(Position annotation records)

+ + + + + + +

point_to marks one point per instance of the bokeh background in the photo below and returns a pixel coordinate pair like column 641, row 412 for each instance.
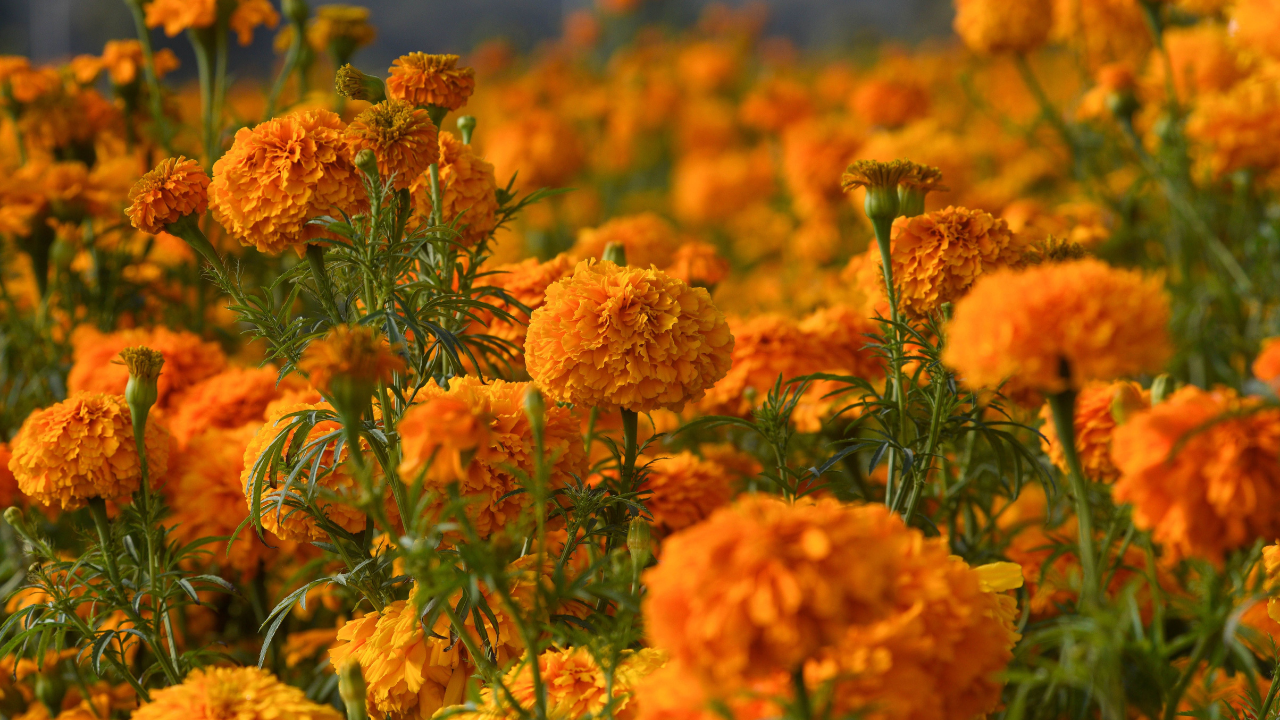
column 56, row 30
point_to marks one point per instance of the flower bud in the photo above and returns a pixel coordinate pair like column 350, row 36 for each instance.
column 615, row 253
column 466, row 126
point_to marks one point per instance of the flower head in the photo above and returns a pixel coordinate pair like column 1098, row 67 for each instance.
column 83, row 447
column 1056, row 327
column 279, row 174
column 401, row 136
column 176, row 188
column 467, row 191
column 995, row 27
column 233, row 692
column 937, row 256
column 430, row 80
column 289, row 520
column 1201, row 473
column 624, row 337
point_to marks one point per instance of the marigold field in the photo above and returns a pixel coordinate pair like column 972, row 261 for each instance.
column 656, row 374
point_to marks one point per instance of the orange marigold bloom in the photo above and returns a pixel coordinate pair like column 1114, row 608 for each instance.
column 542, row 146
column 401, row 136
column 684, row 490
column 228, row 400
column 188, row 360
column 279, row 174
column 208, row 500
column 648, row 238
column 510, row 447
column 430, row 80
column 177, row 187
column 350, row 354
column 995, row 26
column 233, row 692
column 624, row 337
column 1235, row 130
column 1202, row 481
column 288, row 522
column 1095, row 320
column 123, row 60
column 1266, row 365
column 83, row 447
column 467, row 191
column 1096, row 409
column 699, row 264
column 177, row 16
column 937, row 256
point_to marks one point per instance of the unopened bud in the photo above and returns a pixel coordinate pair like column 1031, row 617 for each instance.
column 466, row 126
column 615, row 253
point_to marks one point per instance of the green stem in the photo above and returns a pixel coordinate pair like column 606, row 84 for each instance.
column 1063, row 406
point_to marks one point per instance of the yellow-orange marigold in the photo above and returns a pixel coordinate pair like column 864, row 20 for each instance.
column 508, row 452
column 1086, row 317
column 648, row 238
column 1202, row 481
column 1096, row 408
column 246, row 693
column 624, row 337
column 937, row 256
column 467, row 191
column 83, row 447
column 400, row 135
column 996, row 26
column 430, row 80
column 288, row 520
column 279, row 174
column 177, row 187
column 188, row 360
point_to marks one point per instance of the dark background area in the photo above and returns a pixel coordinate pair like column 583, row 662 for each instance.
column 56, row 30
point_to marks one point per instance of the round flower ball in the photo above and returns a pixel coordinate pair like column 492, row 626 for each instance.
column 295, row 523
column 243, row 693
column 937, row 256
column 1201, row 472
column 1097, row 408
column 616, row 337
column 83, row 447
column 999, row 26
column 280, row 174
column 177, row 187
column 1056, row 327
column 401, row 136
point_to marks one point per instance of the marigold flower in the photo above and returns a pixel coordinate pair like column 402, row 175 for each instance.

+ + + + + + +

* _Given task_
Retype all entries exactly as they appear, dropping the images.

* _Exercise response_
point_to marks one point per instance of the bokeh background in the photo below and returns a pixel coordinate pair like column 641, row 412 for each instance.
column 56, row 30
point_to marks one point per instance of the flower bud in the photo above and returns a pixel coordinate pair like column 350, row 36 for each instance.
column 615, row 253
column 466, row 126
point_to marks one point per instance of the flower head in the photo above and returns a pixel coordinate pair like column 1098, row 67 for each instance.
column 83, row 447
column 1056, row 327
column 279, row 174
column 401, row 136
column 176, row 188
column 467, row 191
column 995, row 27
column 233, row 692
column 937, row 256
column 430, row 80
column 289, row 520
column 1201, row 473
column 624, row 337
point_to marks one point per instance of the marigold field in the photo above and returns a pixel coordinate pair like column 972, row 261 for each instance.
column 656, row 374
point_to marks one point per instance of the orange marigold bloom in the photo above and returns a pixel coordinate pair like column 1114, row 608 for each instance.
column 542, row 146
column 401, row 136
column 684, row 490
column 228, row 400
column 188, row 360
column 279, row 174
column 208, row 500
column 648, row 238
column 510, row 447
column 430, row 80
column 177, row 187
column 350, row 354
column 995, row 26
column 233, row 692
column 624, row 337
column 1235, row 130
column 1202, row 481
column 288, row 522
column 1095, row 320
column 123, row 60
column 1266, row 365
column 83, row 447
column 467, row 191
column 1096, row 409
column 699, row 264
column 177, row 16
column 937, row 256
point_to marks one point per instance of the unopened bud in the photo above and returns a pixel coordinate pair like column 1031, row 617 for each instance.
column 466, row 126
column 615, row 253
point_to marks one point per instance of the green stem in the photo above and returns a pixel coordinate pair like column 606, row 84 for each instance.
column 1063, row 406
point_to marks one point per instance of the yellow-orange marigold in the photo above and returns a pixel coordinate pair like column 864, row 20 for each instance.
column 508, row 452
column 1086, row 317
column 648, row 238
column 1202, row 481
column 1096, row 408
column 246, row 693
column 624, row 337
column 937, row 256
column 467, row 191
column 83, row 447
column 400, row 135
column 996, row 26
column 430, row 80
column 288, row 520
column 279, row 174
column 177, row 187
column 188, row 360
point_to marks one point per instance of the dark background area in the photo above and returns a pixel coordinate pair like column 583, row 662 for each instance.
column 56, row 30
point_to marks one point per instance of the round flower ball in the photo above and returns a pixel coordinate pair like column 492, row 626 for each instance.
column 295, row 523
column 243, row 693
column 937, row 256
column 1201, row 472
column 1097, row 408
column 616, row 337
column 83, row 447
column 999, row 26
column 280, row 174
column 177, row 187
column 1056, row 327
column 401, row 136
point_to marks one point per instance of the marigold flower in the photo above and returns a pixel coordinate pair like column 402, row 175 for each instance.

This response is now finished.